Can you write out every line of the data below, word for word and without any changes?
-.-.-
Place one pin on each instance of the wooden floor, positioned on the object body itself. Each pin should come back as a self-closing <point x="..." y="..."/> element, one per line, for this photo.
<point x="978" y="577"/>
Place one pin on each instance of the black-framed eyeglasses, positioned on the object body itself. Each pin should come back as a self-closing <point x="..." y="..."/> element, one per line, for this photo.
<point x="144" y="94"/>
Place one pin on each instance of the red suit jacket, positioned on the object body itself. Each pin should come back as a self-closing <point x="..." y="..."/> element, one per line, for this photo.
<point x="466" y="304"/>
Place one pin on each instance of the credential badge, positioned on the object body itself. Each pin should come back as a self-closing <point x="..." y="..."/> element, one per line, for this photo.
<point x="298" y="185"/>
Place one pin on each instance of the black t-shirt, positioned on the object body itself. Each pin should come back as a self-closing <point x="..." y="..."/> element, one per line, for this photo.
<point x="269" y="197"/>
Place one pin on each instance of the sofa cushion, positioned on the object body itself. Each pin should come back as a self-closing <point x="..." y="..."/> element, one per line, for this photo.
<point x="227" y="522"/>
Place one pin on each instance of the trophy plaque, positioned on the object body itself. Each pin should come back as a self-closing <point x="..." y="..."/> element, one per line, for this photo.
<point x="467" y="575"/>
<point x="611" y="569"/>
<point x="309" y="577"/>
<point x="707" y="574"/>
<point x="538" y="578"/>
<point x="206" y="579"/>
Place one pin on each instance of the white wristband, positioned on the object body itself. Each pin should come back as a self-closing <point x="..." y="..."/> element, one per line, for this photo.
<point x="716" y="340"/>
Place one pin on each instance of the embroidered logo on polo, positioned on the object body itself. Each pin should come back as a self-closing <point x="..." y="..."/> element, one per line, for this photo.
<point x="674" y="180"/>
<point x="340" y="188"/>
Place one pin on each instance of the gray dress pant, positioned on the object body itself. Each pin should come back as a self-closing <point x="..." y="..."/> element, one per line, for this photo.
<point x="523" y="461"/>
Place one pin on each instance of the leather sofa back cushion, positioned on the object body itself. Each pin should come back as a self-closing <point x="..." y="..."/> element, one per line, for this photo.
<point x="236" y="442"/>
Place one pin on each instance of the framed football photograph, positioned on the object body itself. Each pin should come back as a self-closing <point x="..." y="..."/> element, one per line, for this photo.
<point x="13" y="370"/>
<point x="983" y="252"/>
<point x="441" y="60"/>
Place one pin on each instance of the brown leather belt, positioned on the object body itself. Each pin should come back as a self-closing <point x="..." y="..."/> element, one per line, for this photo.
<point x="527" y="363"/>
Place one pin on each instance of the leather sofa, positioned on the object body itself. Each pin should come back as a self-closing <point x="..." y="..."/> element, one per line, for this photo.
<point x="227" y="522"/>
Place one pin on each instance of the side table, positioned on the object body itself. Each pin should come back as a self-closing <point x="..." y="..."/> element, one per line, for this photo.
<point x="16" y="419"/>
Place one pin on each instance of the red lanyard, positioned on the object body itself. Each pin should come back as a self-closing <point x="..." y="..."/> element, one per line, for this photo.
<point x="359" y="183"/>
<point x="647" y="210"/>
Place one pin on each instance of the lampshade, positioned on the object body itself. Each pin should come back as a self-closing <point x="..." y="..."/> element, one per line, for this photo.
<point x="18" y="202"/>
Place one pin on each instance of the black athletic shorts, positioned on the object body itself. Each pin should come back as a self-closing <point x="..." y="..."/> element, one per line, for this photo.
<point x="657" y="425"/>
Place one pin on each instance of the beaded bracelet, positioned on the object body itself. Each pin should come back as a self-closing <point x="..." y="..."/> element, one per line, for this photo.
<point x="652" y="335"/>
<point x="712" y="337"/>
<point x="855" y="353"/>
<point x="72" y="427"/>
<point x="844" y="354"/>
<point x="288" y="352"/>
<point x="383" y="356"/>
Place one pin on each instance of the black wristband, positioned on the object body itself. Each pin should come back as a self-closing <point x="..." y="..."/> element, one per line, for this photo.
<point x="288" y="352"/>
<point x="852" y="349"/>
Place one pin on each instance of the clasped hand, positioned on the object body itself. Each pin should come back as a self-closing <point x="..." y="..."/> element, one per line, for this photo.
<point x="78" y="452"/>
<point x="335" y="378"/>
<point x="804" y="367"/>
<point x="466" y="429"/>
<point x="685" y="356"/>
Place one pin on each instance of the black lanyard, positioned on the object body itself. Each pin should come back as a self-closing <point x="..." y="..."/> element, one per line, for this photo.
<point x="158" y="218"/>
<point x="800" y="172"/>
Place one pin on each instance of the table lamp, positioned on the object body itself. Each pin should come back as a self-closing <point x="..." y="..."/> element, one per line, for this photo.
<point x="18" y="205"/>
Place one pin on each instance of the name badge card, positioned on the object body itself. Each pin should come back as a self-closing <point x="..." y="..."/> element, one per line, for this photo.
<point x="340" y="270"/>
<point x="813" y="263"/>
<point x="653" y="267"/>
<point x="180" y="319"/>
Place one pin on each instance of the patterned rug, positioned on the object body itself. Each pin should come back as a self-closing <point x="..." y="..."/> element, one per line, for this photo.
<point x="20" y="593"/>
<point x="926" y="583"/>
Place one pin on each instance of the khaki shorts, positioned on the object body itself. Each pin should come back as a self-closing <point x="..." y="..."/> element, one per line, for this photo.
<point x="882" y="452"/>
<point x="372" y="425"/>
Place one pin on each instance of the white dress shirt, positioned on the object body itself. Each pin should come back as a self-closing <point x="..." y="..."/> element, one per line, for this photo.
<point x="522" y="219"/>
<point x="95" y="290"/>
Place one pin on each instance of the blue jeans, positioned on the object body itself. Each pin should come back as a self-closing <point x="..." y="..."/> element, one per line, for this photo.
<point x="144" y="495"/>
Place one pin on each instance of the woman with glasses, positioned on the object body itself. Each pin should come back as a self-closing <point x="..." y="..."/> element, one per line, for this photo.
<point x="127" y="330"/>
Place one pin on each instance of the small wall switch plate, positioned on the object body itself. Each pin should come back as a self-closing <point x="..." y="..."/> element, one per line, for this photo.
-.-.-
_EXPECTED OUTPUT:_
Place one pin on each instance of the wooden floor, positioned on the object body itself. Each pin should come back as a self-closing <point x="..." y="..."/> element, one per line, for this photo.
<point x="978" y="577"/>
Place one pin on each instance of the black-framed eyeglasses, positioned on the object body itself. Each pin should come back as a self-closing <point x="..." y="..."/> element, one per line, for this photo.
<point x="144" y="94"/>
Place one pin on each instance of the red suit jacket, positioned on the object body itself. Each pin should come back as a self-closing <point x="..." y="..."/> element, one per line, for this photo.
<point x="466" y="304"/>
Place one pin on each instance of the credential badge, positioned on the object body itself. Each pin should come back as a self-closing <point x="..." y="..."/> element, one per line, for this photo.
<point x="298" y="185"/>
Place one pin on each instance of the black t-shirt, positioned on the object body itself. Each pin should come back as a self-closing <point x="..." y="..."/> element, one per line, for this photo.
<point x="269" y="197"/>
Place one pin on each instance of the sofa cushion, positioned on the object body itself. Each pin should come back as a self-closing <point x="..." y="..."/> element, one per line, for this photo.
<point x="227" y="522"/>
Place one pin on each instance of the trophy plaque, positioned on the object body itself. Each pin should come back as a self-closing <point x="..." y="..."/> element, one per line, for this photo.
<point x="467" y="575"/>
<point x="611" y="569"/>
<point x="309" y="577"/>
<point x="707" y="574"/>
<point x="538" y="578"/>
<point x="206" y="579"/>
Place one pin on each instance of the white wristband, positioned on the object body itself. Each pin should come back as a self-closing <point x="..." y="..."/> element, one per line, for this photo.
<point x="716" y="340"/>
Place one pin on each instance of the embroidered logo on polo, positioned on the object body itself. Each pin should come back as a self-closing <point x="..." y="..."/> element, one per line, for this photo.
<point x="674" y="180"/>
<point x="340" y="188"/>
Place one pin on each instance of the gray dress pant, positioned on the object body itself. Each pin should come back as a self-closing <point x="..." y="..."/> element, one per line, for this photo.
<point x="523" y="461"/>
Place one pin on each instance of the leather sofa back cushion, positioned on the object body itself. Each pin should come back as a self-closing <point x="..." y="..."/> element, one per line, for this photo.
<point x="236" y="442"/>
Place one pin on each instance of the framed football photograph, positioned on the object body itself. Each pin should come back as a self-closing <point x="..." y="..."/> element, one per line, for this photo.
<point x="13" y="370"/>
<point x="983" y="252"/>
<point x="441" y="60"/>
Place one pin on each instance of the brown leather belt, positioned on the object body itself. Each pin should come back as a self-closing <point x="..." y="..."/> element, one per line, for this photo.
<point x="527" y="363"/>
Place one pin on each instance of the leather sofa, positioned on the object body itself. Each pin should come back as a self-closing <point x="..." y="..."/> element, one per line, for this photo.
<point x="227" y="522"/>
Place one pin on each instance of the side table, positioned on the object body itself. Each pin should come back as a self-closing <point x="..." y="..."/> element, one per line, for this photo.
<point x="16" y="419"/>
Place one pin on each instance of the red lanyard, positioned on the object body itself. Each pin should come back as a self-closing <point x="..." y="..."/> element, one per line, for this photo.
<point x="359" y="183"/>
<point x="647" y="210"/>
Place one pin on each instance of the lampshade, positioned on the object body itself. Each pin should come back as a self-closing <point x="..." y="..."/> element, one per line, for this photo.
<point x="18" y="202"/>
Place one pin on each instance of the black athletic shorts, positioned on the object body itself. Each pin should come back as a self-closing <point x="..." y="..."/> element, one per line, for this photo.
<point x="657" y="425"/>
Place one pin on each instance of the beaded bracelet, positioned on the object body itself. Each pin should come back as a self-closing <point x="..." y="..."/> element, one per line, for this photo.
<point x="652" y="335"/>
<point x="712" y="337"/>
<point x="855" y="353"/>
<point x="72" y="427"/>
<point x="844" y="354"/>
<point x="288" y="352"/>
<point x="383" y="356"/>
Place one pin on each instance of the black wristband, positioned on the object body itself. Each pin should come back as a self-closing <point x="..." y="..."/> element, one per line, for this photo.
<point x="288" y="352"/>
<point x="852" y="349"/>
Place one pin on each instance of the clasped hand, positioned on the object body itself. Each pin should come back as a self-closing <point x="..." y="..."/> element, one per line, for this photo.
<point x="78" y="452"/>
<point x="335" y="378"/>
<point x="804" y="367"/>
<point x="466" y="429"/>
<point x="685" y="356"/>
Place one pin on each instance of the black lanyard, positioned on the object body itself. Each pin should come back as a self-closing <point x="..." y="..."/> element, one per line, for this photo.
<point x="158" y="218"/>
<point x="800" y="172"/>
Place one pin on each instance of the table lamp, positioned on the object body itself. Each pin should come back as a self-closing <point x="..." y="..."/> element, one per line, for this photo.
<point x="18" y="205"/>
Place one pin on each instance of the name badge card, positioned on the object body itself. Each pin should come back as a self-closing <point x="..." y="..."/> element, one per line, for this photo.
<point x="340" y="270"/>
<point x="813" y="263"/>
<point x="653" y="267"/>
<point x="180" y="319"/>
Place one pin on each instance of the patterned rug, positioned on the object body itself. Each pin should come back as a self-closing <point x="..." y="..."/> element, one per line, for this photo.
<point x="20" y="593"/>
<point x="926" y="583"/>
Place one pin on each instance of the khaki shorts, positioned on the object body itself. Each pin should come back as a self-closing <point x="..." y="..."/> element, one per line, for this photo.
<point x="882" y="452"/>
<point x="372" y="425"/>
Place one pin on each instance of the white dress shirt, positioned on the object body itself. Each pin should come back as a self-closing <point x="..." y="..."/> element, one per line, for this photo.
<point x="522" y="219"/>
<point x="95" y="290"/>
Place one pin on each instance of the blue jeans, positioned on the object body itself. Each pin should come back as a self-closing <point x="..." y="..."/> element, one per line, for this photo.
<point x="144" y="495"/>
Place one pin on each instance of the woman with glasses, positioned on the object body itself. Each pin should come back as a self-closing <point x="..." y="..."/> element, one per line, for this photo.
<point x="127" y="330"/>
Place one pin on each instance of the small wall switch plate, positioned on the object body itself. Each pin should come back as a self-closing <point x="..." y="..."/> element, one per line, for this photo.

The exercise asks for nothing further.